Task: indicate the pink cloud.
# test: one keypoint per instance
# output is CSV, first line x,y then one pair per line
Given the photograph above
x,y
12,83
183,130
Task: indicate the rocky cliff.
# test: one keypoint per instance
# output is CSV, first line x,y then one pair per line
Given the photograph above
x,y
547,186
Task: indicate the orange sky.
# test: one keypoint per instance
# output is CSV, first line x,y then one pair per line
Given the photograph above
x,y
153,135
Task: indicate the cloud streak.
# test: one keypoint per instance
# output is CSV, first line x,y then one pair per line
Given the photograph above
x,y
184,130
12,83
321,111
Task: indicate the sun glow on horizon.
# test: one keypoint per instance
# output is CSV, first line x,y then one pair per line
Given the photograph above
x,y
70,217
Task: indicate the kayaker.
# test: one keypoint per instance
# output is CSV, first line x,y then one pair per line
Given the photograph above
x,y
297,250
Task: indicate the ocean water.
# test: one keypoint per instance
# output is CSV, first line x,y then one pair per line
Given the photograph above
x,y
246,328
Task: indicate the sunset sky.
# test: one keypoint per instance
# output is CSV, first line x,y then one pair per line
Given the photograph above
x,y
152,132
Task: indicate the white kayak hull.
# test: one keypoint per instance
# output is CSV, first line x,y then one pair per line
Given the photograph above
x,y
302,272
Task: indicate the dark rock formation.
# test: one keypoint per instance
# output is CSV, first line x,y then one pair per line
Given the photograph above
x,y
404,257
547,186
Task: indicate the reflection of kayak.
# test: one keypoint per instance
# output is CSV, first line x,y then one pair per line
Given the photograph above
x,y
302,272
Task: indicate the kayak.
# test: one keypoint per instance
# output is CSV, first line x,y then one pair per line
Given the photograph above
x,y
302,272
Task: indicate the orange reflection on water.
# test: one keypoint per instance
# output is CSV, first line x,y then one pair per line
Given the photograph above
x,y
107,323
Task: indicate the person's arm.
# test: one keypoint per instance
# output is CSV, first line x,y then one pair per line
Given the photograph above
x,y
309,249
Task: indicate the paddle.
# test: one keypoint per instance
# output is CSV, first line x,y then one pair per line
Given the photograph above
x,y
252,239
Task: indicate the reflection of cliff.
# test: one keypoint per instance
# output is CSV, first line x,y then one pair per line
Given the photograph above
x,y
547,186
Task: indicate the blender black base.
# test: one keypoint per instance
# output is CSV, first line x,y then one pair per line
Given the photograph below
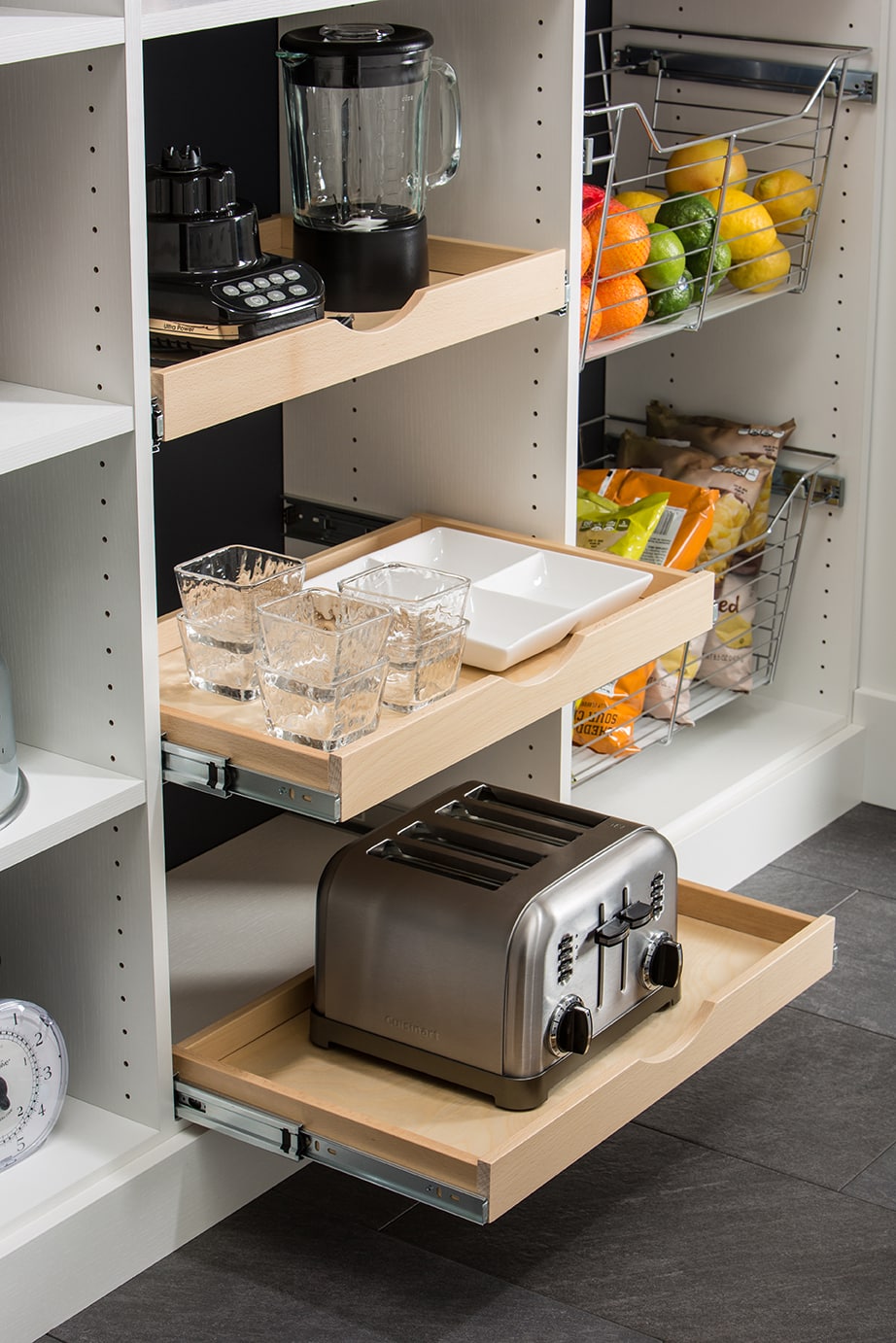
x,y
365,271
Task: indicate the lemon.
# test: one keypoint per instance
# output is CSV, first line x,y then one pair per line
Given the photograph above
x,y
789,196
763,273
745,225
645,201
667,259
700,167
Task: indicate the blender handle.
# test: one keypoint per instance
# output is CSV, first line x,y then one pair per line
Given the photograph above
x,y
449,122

# # #

**Task instructions**.
From the line containing "Task: indicate the paddle." to the final line of the entries, both included, transcribe every line exactly, omit the pictures, and add nothing more.

**Output**.
Task: indicate the paddle.
# test: one keypoint per instance
# output is CSV, first line x,y then one pair per line
Given the photograph above
x,y
252,239
Task: indicate the reflection of cliff.
# test: one keypoint per instance
# output is CSV, first line x,y then one pair per line
Given the photograph above
x,y
547,186
Task: indicate the blender black base.
# test: one keypoint per instance
# output is CSV, first line x,y then one pair per line
Given the photograph below
x,y
365,271
Task: indicate the lemon.
# test: one keypoint per instance
# output is CSV, first line x,y then one pair per line
Given the photograph above
x,y
789,196
763,273
745,225
645,201
667,259
700,167
Task: indicate the blender handle.
# test: one keypoint per instance
# output is CSV, first line x,y then one pair per line
Given the photograph above
x,y
449,122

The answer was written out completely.